start Records shown
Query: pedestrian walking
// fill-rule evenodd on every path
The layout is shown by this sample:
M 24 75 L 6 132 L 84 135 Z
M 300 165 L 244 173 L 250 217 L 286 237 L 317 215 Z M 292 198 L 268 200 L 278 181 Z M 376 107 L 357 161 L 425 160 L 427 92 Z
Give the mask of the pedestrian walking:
end Records shown
Exercise objective:
Please quote every one of the rows above word for word.

Answer for the task:
Query: pedestrian walking
// fill-rule evenodd on every path
The layout is shown by this sample:
M 24 75 L 6 132 L 84 135 Z
M 300 165 L 244 173 L 250 217 L 286 237 L 317 215 Z M 292 198 L 268 200 L 278 181 Z M 376 107 L 357 161 L 425 160 L 427 92 Z
Give the mask of the pedestrian walking:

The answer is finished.